PASSAGE FOURNI:
◆ ◆ ◆ ◆ ◆
Les violences conjugales et intra-familiales sont ainsi donc un phénomène majeur qui ne saurait être ignoré. C’est pour cela que la législation évolue constamment pour mieux répondre aux besoins de protection des victimes. Nous pouvons notamment citer la création par la loi du 9 juillet 2010, de l’ordonnance de protection visant à assurer en urgence à la victime vraisemblable de violences conjugales et qui est en danger, ainsi qu’aux enfants du couple, des mesures de protection judiciaires [2]. D’ailleurs, les statistiques du ministère de la justice relèvent 4500 demandes en moyenne par an d’ordonnances de protection. Cela signifie que le dispositif est plus que nécessaire.

La dernière intervention législative à ce propos est la consolidation de l’ordonnance de protection préexistante par l’allongement de sa durée maximale passant de 6 mois à 12 mois, pour protéger plus longuement les victimes. Il y a par ailleurs et surtout la création de l’ordonnance provisoire de protection immédiate (OPPI) visant à les protéger plus rapidement.

Ce nouveau dispositif est celui qui retiendra notre attention, l’ordonnance de protection ayant déjà suscité une littérature abondante.

Un tel sujet ne manque manifestement pas d’intérêt ne serait-ce qu’un intérêt pratique consistant à élargir la connaissance de ce dispositif aux non juristes.
◆ ◆ ◆ ◆ ◆
DONNÉES ENREGISTRÉES:
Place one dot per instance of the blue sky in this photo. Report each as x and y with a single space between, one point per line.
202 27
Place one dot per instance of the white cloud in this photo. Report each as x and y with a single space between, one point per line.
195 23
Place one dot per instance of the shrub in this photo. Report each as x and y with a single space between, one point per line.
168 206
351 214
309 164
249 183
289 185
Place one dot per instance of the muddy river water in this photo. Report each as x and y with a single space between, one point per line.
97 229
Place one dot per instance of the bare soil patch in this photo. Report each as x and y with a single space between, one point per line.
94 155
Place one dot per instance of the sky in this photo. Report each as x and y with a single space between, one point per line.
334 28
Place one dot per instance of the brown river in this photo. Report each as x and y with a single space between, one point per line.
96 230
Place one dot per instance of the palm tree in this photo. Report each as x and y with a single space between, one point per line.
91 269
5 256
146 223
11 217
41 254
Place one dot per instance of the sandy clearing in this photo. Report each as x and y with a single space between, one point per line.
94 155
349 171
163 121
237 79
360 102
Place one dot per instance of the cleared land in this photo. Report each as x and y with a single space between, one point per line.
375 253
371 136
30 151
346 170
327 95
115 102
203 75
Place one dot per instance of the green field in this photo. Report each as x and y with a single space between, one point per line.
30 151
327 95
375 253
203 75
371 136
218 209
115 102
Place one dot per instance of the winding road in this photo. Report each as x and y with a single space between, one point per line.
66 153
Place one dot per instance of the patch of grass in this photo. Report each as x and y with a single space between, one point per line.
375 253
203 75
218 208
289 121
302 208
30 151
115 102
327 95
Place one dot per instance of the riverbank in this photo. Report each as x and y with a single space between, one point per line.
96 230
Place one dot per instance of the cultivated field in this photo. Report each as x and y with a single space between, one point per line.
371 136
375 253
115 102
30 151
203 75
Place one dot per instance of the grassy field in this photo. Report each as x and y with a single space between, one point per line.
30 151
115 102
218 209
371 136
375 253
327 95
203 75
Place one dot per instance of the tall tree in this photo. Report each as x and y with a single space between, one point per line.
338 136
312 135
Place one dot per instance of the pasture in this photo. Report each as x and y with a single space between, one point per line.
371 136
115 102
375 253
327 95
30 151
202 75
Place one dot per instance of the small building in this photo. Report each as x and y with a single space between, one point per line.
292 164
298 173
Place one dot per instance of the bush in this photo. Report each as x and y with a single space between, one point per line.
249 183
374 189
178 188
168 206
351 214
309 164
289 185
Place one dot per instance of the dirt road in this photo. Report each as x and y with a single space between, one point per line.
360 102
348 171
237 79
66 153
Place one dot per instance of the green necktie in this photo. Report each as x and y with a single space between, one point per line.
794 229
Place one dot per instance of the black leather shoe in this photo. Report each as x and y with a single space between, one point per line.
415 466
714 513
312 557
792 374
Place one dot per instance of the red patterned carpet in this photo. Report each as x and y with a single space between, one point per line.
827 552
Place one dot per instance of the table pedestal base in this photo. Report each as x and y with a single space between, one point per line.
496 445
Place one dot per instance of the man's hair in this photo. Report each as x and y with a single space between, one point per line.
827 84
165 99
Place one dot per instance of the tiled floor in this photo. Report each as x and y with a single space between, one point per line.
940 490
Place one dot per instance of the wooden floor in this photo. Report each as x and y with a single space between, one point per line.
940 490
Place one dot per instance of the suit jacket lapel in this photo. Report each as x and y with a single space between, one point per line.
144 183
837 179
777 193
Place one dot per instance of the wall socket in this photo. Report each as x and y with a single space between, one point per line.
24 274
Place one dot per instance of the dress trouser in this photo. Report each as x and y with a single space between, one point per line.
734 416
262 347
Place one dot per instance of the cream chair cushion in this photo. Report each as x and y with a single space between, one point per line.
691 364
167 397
◆ ◆ ◆ ◆ ◆
CONSIGNE DONNÉE:
Pouvez-vous prolonger le passage sur les violences conjugales et l'ordonnance de protection à partir de sa dernière phrase ?

EN RÉPONSE:
Ainsi donc, il est convenable de s’interroger sur l’apport de ce dispositif supplémentaire dans la lutte contre les violences intrafamiliales.

La réponse à cette question nous conduira à présenter les conditions d’octroi et les effets (II) après rappel de la base légale et l’objectif recherché (I) avant d’évoquer les sanctions prévues en cas de non-respect du dispositif (III).

I- La base légale et l’objectif du recours à l’ordonnance provisoire de protection immédiate (OPPI).

L’ordonnance provisoire de protection immédiate qui est fondée sur une base légale précise (A) poursuit un objectif clairement défini (B).

A- La base légale directe de l’ordonnance provisoire de protection immédiate.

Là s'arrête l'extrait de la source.